::: Page extract :::

Monday, May 04, 2009

Dire warnings were premature, experts suggest

From the Houston Chronicle:

By the week’s end, an increasing number of experts were questioning whether it was overreaction.

“I don’t see anything to justify this panic,” said Robert Krug, a flu researcher at the University of Texas in Austin. “From all the evidence, this doesn’t look like a particularly lethal virus. People need a little more perspective.”

The perspective involves the seasonal patterns during which flu thrives and dies off, evidence that this virus lacks the kind of killer molecular features seen in some pandemics, cultural factors that could explain Mexico’s fatalities and the stark contrast between the annual U.S. toll from seasonal influenza and this outbreak’s mild severity.

More here.

I've been halfway expecting this.

Don't get me wrong. I think, as the experts quoted in the above linked article assert, that we're long overdue for some sort of nasty and lethal Michael Crichton style global pandemic. I worry about such things when I dwell on them too much. But I'm not worried about this weird Mexican swine flu.

Indeed, I might have even had it.

::: Provided information :::

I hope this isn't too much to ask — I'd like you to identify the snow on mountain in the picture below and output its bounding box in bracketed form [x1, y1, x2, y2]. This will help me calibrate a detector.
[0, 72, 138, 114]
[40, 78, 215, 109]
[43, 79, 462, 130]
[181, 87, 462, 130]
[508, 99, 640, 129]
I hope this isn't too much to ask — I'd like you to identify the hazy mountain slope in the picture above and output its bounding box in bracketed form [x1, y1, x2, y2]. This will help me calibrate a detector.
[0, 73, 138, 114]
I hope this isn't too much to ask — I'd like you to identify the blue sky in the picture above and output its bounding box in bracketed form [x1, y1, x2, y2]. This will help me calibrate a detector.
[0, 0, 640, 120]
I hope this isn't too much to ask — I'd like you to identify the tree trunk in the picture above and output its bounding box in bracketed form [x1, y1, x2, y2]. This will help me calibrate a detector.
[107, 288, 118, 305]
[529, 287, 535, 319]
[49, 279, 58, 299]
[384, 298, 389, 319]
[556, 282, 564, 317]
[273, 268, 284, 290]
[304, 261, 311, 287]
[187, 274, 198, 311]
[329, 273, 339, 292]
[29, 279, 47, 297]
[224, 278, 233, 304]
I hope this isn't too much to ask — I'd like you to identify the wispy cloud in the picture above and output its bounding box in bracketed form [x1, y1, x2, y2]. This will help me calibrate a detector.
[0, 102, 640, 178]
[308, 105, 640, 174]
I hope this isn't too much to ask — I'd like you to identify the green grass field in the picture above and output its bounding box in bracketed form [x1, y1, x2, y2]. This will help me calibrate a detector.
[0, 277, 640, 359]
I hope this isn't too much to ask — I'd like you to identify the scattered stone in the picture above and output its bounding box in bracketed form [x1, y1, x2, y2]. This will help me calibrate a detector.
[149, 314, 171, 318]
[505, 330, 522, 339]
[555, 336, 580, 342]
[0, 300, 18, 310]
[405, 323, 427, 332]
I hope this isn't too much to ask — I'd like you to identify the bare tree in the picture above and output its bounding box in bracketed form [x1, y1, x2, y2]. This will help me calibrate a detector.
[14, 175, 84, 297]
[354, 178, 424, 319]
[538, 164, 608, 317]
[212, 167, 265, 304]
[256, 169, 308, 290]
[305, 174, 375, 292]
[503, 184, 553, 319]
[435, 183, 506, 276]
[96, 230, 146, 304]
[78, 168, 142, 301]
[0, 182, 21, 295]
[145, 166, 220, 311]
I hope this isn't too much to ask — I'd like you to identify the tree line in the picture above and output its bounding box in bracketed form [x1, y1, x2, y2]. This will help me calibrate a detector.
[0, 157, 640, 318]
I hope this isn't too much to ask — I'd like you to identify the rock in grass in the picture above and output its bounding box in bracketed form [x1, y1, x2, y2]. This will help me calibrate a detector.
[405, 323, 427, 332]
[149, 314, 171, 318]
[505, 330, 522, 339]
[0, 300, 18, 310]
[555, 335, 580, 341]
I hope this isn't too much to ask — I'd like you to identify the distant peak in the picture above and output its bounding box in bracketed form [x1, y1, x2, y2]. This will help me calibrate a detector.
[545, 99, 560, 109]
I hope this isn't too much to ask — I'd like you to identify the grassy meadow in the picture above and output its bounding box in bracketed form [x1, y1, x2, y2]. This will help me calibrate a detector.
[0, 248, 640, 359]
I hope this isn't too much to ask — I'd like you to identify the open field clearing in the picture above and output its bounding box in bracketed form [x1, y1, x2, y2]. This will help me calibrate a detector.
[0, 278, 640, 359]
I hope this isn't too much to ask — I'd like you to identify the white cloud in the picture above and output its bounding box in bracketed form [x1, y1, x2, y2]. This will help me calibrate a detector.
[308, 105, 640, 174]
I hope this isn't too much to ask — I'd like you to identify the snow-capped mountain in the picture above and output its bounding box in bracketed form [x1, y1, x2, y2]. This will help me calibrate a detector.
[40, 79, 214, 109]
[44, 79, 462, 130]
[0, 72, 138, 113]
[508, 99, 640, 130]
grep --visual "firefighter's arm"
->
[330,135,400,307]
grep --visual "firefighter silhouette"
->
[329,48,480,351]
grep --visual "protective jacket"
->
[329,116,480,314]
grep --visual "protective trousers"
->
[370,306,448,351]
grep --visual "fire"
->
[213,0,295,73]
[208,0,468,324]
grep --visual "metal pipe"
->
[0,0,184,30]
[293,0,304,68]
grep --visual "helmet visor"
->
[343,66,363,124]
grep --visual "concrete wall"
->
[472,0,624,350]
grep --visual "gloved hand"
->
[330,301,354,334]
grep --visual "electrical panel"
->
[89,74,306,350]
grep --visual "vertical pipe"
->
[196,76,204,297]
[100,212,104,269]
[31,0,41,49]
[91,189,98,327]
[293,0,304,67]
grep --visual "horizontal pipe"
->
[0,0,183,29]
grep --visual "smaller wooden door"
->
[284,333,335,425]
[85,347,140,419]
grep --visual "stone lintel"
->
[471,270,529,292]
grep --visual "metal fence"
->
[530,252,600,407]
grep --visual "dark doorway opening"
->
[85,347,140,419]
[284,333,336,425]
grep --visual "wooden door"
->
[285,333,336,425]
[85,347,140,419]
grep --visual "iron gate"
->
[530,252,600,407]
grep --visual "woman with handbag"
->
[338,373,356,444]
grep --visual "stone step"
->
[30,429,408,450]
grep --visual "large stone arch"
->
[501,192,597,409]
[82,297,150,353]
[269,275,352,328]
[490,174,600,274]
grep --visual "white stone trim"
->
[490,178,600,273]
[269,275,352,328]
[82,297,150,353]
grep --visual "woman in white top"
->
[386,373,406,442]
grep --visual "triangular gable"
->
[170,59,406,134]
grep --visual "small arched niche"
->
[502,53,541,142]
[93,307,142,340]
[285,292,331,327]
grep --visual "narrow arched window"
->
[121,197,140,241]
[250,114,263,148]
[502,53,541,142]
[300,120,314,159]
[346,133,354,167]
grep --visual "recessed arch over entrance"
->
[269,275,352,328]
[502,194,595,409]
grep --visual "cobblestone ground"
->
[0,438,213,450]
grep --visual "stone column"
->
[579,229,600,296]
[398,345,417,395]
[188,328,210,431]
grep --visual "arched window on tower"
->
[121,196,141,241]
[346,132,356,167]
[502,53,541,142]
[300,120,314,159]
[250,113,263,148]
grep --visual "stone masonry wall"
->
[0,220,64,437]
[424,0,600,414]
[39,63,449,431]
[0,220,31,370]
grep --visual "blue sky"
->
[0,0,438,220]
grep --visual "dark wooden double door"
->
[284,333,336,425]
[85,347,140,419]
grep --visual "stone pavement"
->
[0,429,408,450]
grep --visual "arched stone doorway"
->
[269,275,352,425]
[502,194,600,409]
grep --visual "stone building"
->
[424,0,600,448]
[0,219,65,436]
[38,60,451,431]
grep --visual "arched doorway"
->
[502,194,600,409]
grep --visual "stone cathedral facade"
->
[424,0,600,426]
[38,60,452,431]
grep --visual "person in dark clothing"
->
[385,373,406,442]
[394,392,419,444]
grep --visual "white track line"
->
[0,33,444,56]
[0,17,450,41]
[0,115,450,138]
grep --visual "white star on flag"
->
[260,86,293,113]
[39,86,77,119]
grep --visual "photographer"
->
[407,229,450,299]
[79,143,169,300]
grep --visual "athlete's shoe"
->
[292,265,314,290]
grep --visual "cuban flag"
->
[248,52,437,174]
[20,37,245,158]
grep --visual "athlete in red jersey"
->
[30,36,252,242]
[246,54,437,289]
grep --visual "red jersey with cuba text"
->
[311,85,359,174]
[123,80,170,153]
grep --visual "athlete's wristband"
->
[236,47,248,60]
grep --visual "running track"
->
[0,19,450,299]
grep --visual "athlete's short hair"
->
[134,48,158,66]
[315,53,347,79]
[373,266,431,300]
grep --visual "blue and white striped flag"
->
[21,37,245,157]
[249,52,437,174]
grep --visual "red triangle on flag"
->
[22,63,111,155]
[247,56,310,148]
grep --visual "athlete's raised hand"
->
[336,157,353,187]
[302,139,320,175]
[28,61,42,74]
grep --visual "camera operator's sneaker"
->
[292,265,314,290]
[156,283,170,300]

:::

• [Activity list]:
1. In the swine flu blog post, which university is Robert Krug identified with?
2. Reproduce word for word the part of the swine flu blog post that opens with the words containing "By the week’s" and closes with "halfway expecting this.".
The records are separate material with no connection to the blog post.

• [Responses]:
1. The University of Texas in Austin.

2.
By the week’s end, an increasing number of experts were questioning whether it was overreaction.

“I don’t see anything to justify this panic,” said Robert Krug, a flu researcher at the University of Texas in Austin. “From all the evidence, this doesn’t look like a particularly lethal virus. People need a little more perspective.”

The perspective involves the seasonal patterns during which flu thrives and dies off, evidence that this virus lacks the kind of killer molecular features seen in some pandemics, cultural factors that could explain Mexico’s fatalities and the stark contrast between the annual U.S. toll from seasonal influenza and this outbreak’s mild severity.

More here.

I've been halfway expecting this.